(待完成任务):
#1 请输出 Kafka 流处理文本中以"State that is"开头、一直延续到"to Single-Event Processing."的那一段。
#2 在 Kafka 流处理文本中,外部状态维护在哪里?

(文本段落):
----

流(Stream)是一个代表无界数据集的抽象。无界意味着无限且不断增长。
Event streams are ordered, each event is immutable in event streams and Event streams are replayable.
事件流是有序的,事件流中的每个事件都是不可变的,并且事件流是可重放的。
In Kafka Stream processing concepts, common notions of time include LogAppend Time, Event Time and Processing Time.
在 Kafka 流处理概念中,常见的时间概念包括日志追加时间(LogAppend Time)、事件时间(Event Time)和处理时间(Processing Time)。
State that is maintained in an external datastore, often a NoSQL system like Cassandra is External State.
维护在外部数据存储(通常是像 Cassandra 这样的 NoSQL 系统)中的状态是外部状态。
An example is an app that reads log messages from a stream and writes ERROR events into a high-priority stream and the rest of the events into a low-priority stream. The given Example refers to Single-Event Processing.
一个例子是,一个应用程序从流中读取日志消息,将 ERROR 事件写入高优先级流,将其余事件写入低优先级流。给定的例子指的是单事件处理(Single-Event Processing)。

----

(所给记录):
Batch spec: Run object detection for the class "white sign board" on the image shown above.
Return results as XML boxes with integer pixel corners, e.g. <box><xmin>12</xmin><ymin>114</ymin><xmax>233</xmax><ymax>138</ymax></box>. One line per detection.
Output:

----

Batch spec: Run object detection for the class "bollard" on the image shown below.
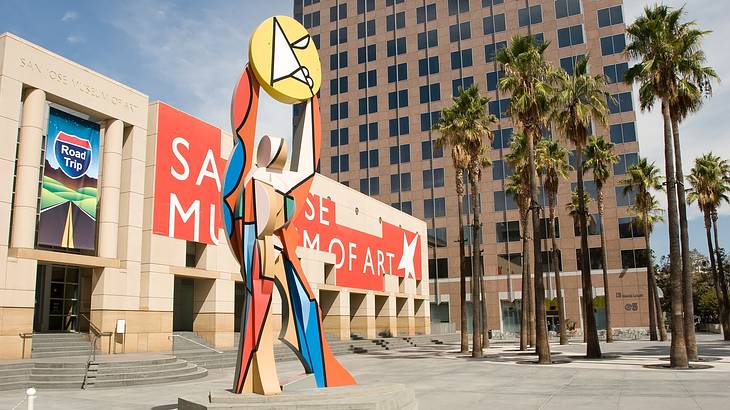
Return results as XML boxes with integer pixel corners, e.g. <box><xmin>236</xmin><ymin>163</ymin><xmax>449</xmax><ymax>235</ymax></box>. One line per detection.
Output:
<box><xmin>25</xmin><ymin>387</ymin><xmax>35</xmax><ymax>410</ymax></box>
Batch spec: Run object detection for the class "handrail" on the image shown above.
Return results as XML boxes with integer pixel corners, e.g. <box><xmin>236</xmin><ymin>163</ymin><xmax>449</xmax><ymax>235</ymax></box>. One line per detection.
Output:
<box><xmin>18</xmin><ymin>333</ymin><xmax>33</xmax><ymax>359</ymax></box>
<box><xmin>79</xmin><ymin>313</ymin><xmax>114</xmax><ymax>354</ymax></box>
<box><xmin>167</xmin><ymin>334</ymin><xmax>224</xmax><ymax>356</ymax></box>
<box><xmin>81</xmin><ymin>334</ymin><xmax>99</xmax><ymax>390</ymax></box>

----

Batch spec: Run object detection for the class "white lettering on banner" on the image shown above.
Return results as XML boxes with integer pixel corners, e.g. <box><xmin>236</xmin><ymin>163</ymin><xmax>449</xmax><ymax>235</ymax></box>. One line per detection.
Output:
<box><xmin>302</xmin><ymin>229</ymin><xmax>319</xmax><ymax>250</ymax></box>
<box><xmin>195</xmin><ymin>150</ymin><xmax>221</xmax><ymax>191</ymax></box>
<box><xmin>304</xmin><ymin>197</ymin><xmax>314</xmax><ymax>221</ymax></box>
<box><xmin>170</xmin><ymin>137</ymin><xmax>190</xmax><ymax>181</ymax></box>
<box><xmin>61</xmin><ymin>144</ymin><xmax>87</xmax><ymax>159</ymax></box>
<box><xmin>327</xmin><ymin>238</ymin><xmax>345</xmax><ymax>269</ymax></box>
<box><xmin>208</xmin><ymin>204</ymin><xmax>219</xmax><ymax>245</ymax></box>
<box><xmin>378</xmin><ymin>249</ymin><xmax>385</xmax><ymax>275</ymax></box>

----

(逐项结果):
#1
State that is maintained in an external datastore, often a NoSQL system like Cassandra is External State.
维护在外部数据存储(通常是像 Cassandra 这样的 NoSQL 系统)中的状态是外部状态。
An example is an app that reads log messages from a stream and writes ERROR events into a high-priority stream and the rest of the events into a low-priority stream. The given Example refers to Single-Event Processing.

#2 维护在外部数据存储中,通常是像 Cassandra 这样的 NoSQL 系统。